- **BRANO PROPOSTO**
* * * *
La signora Vestager sembra però non vedere tutto questo, con i paraocchi di quelle stessa idea di Concorrenza che ha portato i tecnocrati di Bruxeless a godere per aver approvato la prima legge per regolare l’intelligenza artificiale. Quando invece avrebbero dovuto disperarsi di non disporre nessun campione da opporre alle americane ChatGpt di OpenAi o Gemini di Google.
Dieci anni fa Vestager decretò che la tutela proposta dal Fondo interbancario per salvare Tercas sarebbe stato un grave “aiuto di Stato”. Il piano così si bloccò, sbriciolando i risparmi degli italiani che avevano sottoscritto le obbligazioni dell’istituti di credito basato a Teramo.
Ne seguì un effetto a catena e Bankitalia dovette assistere al fallimento pilotato delle allora Banca Etruria, Banca Marche, Cassa di risparmio di Ferrara e Cassa di Risparmio di Rieti. Anche in questo caso i costi per i bond holder, cioè per le famiglie di opera e impiegati, furono altissimi: molti persero i risparmi di una vita, la casa, la dignità. Un risparmiatore di Etruria arrivò al suicidio.
Bruxelles perse poi in tribunale. Il Fondo interbancario fu giudicato un soggetto privato, come sarebbe stato logico fin dall’inizio essendo delle banche e finanziato con i loro denaro. Ma dalla “reginetta” danese dell’Antitrust Ue non venne mai una parola di pentimento.
* * * *
- **ATTIVITÀ RICHIESTA 1**
Copia dal brano la parte che si apre con le parole contenenti "La signora Vestager" e si chiude con "Gemini di Google.".
- **ATTIVITÀ RICHIESTA 2**
Secondo il brano, in quale città aveva sede l'istituto di credito Tercas?
* * * *
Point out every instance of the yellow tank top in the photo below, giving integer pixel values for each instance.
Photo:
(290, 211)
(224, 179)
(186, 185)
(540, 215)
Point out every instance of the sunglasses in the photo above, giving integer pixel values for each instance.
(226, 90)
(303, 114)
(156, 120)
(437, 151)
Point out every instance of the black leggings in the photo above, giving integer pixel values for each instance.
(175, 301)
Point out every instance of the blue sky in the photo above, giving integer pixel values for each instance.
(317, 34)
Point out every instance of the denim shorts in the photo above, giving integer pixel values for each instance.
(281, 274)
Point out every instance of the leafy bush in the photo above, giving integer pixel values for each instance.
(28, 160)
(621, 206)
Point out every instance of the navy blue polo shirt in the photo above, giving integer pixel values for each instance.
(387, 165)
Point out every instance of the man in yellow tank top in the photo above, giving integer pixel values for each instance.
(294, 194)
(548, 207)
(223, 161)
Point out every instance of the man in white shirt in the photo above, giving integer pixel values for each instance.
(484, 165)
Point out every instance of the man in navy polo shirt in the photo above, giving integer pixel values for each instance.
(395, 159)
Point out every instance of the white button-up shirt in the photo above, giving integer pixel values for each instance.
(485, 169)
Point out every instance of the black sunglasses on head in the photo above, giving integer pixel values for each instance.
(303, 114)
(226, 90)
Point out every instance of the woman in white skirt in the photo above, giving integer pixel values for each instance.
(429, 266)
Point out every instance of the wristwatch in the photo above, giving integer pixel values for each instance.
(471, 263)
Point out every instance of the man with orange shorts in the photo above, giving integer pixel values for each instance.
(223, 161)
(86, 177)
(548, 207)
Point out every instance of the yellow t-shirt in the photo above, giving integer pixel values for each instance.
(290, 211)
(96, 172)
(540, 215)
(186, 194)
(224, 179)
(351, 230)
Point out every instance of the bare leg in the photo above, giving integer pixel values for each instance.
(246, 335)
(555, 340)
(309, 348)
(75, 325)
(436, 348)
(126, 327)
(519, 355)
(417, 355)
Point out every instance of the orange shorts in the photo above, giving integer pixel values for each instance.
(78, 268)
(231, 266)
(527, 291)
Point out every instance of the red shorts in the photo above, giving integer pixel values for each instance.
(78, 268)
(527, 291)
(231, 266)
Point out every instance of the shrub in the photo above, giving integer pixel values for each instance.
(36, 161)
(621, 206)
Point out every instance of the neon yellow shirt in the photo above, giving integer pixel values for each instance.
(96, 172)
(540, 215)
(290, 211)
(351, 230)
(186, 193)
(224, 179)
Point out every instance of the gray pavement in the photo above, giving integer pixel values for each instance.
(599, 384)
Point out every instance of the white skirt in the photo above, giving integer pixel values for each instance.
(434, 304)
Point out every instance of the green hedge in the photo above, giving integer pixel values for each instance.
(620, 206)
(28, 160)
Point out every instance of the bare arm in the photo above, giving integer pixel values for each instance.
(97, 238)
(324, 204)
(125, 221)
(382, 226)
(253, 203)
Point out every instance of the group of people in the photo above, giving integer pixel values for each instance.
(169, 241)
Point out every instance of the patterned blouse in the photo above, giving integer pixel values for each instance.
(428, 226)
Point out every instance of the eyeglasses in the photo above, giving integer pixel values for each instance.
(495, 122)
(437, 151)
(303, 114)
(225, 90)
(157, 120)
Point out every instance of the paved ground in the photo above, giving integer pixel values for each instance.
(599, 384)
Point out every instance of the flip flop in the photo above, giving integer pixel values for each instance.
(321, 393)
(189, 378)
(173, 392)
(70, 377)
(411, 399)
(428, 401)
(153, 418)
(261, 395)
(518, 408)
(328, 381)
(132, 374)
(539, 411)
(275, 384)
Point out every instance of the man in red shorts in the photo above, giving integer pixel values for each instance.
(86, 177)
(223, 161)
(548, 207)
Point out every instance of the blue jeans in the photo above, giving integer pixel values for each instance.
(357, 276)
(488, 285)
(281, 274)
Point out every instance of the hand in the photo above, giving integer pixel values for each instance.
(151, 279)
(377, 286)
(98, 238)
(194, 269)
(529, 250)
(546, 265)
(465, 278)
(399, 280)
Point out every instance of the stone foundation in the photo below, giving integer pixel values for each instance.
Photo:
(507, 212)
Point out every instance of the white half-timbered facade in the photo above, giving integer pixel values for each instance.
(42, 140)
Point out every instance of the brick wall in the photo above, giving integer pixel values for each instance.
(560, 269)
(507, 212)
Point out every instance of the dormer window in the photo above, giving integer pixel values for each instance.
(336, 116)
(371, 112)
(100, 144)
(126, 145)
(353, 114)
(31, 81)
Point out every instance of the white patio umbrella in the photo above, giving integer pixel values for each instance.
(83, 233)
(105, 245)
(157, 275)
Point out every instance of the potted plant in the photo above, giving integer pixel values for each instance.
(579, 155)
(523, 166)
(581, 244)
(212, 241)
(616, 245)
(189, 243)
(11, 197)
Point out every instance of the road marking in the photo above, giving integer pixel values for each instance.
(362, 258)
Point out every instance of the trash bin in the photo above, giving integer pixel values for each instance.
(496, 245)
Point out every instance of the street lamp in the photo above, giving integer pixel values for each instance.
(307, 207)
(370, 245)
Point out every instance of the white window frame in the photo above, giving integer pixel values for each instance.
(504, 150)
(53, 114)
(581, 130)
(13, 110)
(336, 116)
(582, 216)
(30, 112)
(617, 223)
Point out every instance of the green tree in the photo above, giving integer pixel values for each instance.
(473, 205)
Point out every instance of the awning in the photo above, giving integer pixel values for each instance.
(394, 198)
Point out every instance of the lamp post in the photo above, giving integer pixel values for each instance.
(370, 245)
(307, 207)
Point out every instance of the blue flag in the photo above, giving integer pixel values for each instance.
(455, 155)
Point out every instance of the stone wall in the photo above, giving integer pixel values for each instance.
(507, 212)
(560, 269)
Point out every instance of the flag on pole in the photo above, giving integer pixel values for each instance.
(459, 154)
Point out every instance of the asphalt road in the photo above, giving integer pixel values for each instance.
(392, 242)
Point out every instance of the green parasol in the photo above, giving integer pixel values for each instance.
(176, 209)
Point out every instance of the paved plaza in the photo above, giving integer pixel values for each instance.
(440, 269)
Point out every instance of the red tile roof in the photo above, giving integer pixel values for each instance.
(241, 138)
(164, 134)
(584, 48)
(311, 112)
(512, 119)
* * * *
- **SPAZIO RISPOSTA 1**
La signora Vestager sembra però non vedere tutto questo, con i paraocchi di quelle stessa idea di Concorrenza che ha portato i tecnocrati di Bruxeless a godere per aver approvato la prima legge per regolare l’intelligenza artificiale. Quando invece avrebbero dovuto disperarsi di non disporre nessun campione da opporre alle americane ChatGpt di OpenAi o Gemini di Google.

- **SPAZIO RISPOSTA 2**
Tercas aveva sede a Teramo.